__Task to carry out__
Will you transcribe the entries that follow, exactly and in full?

## Start Extracted information

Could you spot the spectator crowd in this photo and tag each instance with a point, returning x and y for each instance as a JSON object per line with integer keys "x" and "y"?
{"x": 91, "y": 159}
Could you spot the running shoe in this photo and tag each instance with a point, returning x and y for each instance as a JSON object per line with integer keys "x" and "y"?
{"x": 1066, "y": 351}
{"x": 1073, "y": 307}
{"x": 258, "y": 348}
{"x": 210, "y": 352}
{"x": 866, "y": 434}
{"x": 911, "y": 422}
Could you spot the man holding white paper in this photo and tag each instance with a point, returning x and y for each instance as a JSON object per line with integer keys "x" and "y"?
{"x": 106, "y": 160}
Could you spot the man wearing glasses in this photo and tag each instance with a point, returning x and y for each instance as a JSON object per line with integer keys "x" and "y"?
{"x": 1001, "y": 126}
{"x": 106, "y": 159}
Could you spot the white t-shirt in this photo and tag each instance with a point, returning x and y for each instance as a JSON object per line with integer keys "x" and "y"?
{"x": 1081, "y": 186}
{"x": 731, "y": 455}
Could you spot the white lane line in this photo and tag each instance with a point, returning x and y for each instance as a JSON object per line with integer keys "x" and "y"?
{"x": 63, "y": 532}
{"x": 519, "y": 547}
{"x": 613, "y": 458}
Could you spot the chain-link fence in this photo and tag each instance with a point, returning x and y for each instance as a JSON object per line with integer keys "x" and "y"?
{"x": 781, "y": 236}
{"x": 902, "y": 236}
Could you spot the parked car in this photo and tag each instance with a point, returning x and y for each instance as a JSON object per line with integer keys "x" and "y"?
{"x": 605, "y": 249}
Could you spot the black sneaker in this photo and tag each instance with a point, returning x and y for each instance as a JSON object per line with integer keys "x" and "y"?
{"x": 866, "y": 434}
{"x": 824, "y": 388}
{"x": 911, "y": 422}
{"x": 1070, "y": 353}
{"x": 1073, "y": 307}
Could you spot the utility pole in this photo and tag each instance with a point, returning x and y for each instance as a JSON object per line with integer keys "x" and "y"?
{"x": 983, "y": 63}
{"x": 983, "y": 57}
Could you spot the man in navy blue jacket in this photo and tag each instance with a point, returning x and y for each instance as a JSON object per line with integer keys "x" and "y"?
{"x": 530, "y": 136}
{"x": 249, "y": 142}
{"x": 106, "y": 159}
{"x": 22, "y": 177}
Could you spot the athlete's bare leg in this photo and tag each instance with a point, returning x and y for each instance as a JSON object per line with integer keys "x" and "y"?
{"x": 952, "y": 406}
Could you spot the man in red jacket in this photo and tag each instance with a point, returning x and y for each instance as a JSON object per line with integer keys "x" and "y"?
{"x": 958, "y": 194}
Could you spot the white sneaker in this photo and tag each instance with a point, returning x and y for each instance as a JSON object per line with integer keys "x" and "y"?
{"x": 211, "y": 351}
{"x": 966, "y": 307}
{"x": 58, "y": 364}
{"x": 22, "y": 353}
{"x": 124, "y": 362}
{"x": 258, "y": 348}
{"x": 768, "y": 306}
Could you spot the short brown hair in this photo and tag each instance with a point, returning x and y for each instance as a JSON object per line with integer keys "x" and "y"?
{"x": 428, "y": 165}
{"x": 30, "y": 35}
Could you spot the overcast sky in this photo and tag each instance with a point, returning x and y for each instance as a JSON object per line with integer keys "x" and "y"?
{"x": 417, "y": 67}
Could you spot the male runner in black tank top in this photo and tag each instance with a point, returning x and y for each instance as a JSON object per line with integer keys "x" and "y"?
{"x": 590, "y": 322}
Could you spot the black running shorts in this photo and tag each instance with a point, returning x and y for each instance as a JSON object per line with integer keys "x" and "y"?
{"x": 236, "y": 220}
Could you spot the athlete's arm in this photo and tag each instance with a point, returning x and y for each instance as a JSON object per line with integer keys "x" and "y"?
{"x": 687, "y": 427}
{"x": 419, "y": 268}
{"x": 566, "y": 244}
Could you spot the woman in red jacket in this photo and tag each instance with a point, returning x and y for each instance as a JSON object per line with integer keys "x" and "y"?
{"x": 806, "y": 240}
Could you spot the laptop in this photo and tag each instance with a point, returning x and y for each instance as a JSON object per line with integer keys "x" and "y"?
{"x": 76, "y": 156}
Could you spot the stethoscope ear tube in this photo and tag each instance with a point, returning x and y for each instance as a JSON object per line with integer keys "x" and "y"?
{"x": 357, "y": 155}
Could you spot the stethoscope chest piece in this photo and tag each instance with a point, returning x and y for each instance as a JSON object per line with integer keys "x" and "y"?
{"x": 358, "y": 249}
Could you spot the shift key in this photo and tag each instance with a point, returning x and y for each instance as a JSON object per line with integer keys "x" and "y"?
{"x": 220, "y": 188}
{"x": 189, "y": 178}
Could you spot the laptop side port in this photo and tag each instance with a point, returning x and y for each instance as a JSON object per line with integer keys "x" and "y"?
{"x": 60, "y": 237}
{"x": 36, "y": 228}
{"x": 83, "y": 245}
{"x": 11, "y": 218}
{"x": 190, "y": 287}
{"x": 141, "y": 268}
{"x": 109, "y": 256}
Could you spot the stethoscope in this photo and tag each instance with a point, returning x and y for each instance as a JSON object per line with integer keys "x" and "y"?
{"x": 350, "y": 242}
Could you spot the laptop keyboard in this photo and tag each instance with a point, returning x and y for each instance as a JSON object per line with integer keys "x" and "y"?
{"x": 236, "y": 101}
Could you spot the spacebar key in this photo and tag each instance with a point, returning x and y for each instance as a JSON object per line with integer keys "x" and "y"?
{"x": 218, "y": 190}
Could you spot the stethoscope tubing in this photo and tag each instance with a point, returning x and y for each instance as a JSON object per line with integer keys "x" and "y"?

## End Extracted information

__Reply__
Could you spot the spectator crowd in this photo and tag each instance with a point, returning x and y for each instance as a JSON object per line with integer keys "x" and "y"?
{"x": 91, "y": 159}
Could you spot the running shoe in this photo and tag each instance with a point, returning x and y for each instance as a JSON object per line with integer keys "x" and "y"?
{"x": 1066, "y": 351}
{"x": 1073, "y": 307}
{"x": 258, "y": 348}
{"x": 210, "y": 352}
{"x": 866, "y": 434}
{"x": 911, "y": 422}
Could you spot the man holding white paper in this photo and tag each instance with a point, returning x and y for each instance as a JSON object per line with integer keys "x" and "y"?
{"x": 106, "y": 160}
Could you spot the man wearing glasses in this photo and tag each instance with a point, returning x and y for each instance as a JSON object per line with integer keys "x" and "y"?
{"x": 1001, "y": 126}
{"x": 106, "y": 159}
Could you spot the white t-shirt in this photo and tag each instance with a point, returning x and y for each instance as a JSON object per line with integer keys "x" and "y"?
{"x": 1081, "y": 186}
{"x": 731, "y": 455}
Could you spot the white lane line in this photo and tag each instance with a point, returning x and y for each instance as a JSON object per line with integer keys "x" and "y"?
{"x": 63, "y": 532}
{"x": 519, "y": 547}
{"x": 613, "y": 458}
Could you spot the chain-link fence in this photo and tag each instance with a point, returning x and y for each instance as a JSON object per line with integer keys "x" and "y"?
{"x": 781, "y": 236}
{"x": 902, "y": 236}
Could you spot the parked car in this photo and tag each instance with a point, returning x and y for each instance as a JSON object per line with integer keys "x" and "y"?
{"x": 605, "y": 249}
Could you spot the black sneaker in this photo and tag each instance with a point, returning x and y for each instance as a JSON object per line with integer keys "x" and "y"?
{"x": 866, "y": 434}
{"x": 824, "y": 388}
{"x": 911, "y": 422}
{"x": 1070, "y": 353}
{"x": 1073, "y": 307}
Could you spot the utility pole in this photo and tag each instance with a point, returning x and y for each instance as a JSON object per line with integer keys "x" and "y"?
{"x": 983, "y": 63}
{"x": 983, "y": 57}
Could you spot the man in navy blue jacket in this photo and tag each instance with a point, returning x and y for each instance as a JSON object per line with integer keys "x" and "y"?
{"x": 530, "y": 136}
{"x": 249, "y": 142}
{"x": 106, "y": 159}
{"x": 22, "y": 177}
Could you spot the athlete's bare leg in this photo and tag each instance with a point, returning x and y for each instance as a JSON object per line with integer keys "x" and "y"?
{"x": 952, "y": 406}
Could you spot the man in red jacket in this photo and tag each instance with a point, returning x and y for each instance as a JSON object per line with integer keys "x" and "y"?
{"x": 958, "y": 194}
Could you spot the white sneaker in this photo and tag each instance with a point, returning x and y for each instance as a JSON object per line with integer keys "x" and "y"?
{"x": 211, "y": 351}
{"x": 966, "y": 307}
{"x": 58, "y": 364}
{"x": 22, "y": 353}
{"x": 124, "y": 362}
{"x": 258, "y": 348}
{"x": 768, "y": 306}
Could you spot the short brown hair in this photo and tag each instance with a point, returning x and y for each instance as a JSON object per line with integer keys "x" and "y"?
{"x": 428, "y": 165}
{"x": 30, "y": 35}
Could you spot the overcast sky in this photo and tag each instance with a point, returning x and y for each instance as a JSON object per line with integer keys "x" and "y"?
{"x": 417, "y": 67}
Could you spot the male runner in black tank top in this photo and tag each instance with a point, returning x and y for each instance as a JSON object per line with integer keys "x" and "y"?
{"x": 590, "y": 322}
Could you spot the black running shorts in this photo and tag each instance with a point, returning x and y for each instance as a JSON object per line with integer keys "x" and "y"?
{"x": 236, "y": 220}
Could you spot the athlete's arm in this photo and tag each instance with a point, returning x and y for each instance as a JSON object per line with integer keys "x" and "y"?
{"x": 687, "y": 427}
{"x": 419, "y": 268}
{"x": 566, "y": 244}
Could you spot the woman in red jacket in this photo and tag each instance with a point, returning x and y for each instance as a JSON object per line with integer keys "x" and "y"?
{"x": 806, "y": 240}
Could you spot the laptop in this photo and tag each instance with a point, returning x and y for each instance as a JSON object per line with integer keys "x" and "y"?
{"x": 76, "y": 156}
Could you spot the stethoscope ear tube in this photo and tag each instance with a point, returning x and y for each instance as a JSON object per line with integer keys "x" and "y"?
{"x": 357, "y": 155}
Could you spot the stethoscope chest piece in this photo and tag each instance with a point, returning x and y for each instance as a JSON object per line with integer keys "x" and "y"?
{"x": 358, "y": 249}
Could you spot the shift key in this photo and tag each instance with a point, returning x and y for each instance as a JSON object per line with integer keys "x" and "y"?
{"x": 220, "y": 188}
{"x": 189, "y": 178}
Could you spot the laptop side port in this photo and tag each instance with a point, returning x and y for each instance as a JSON object per line with integer keys "x" and "y"?
{"x": 60, "y": 237}
{"x": 36, "y": 228}
{"x": 83, "y": 245}
{"x": 11, "y": 218}
{"x": 190, "y": 287}
{"x": 141, "y": 268}
{"x": 109, "y": 256}
Could you spot the stethoscope in this photo and tag each instance with a point, returning x and y for each instance as a JSON object per line with integer keys "x" and "y"?
{"x": 350, "y": 242}
Could you spot the laptop keyboard in this photo and tag each instance with a point, returning x and y for each instance as a JSON object per line with integer keys "x" and "y"?
{"x": 236, "y": 101}
Could you spot the spacebar key in this photo and tag each instance with a point, returning x and y for each instance as a JSON object per line with integer keys "x" and "y"?
{"x": 218, "y": 190}
Could you spot the stethoscope tubing in this photo and tag each instance with a point, returning x and y for each instance as a JSON object per line with integer keys "x" and "y"?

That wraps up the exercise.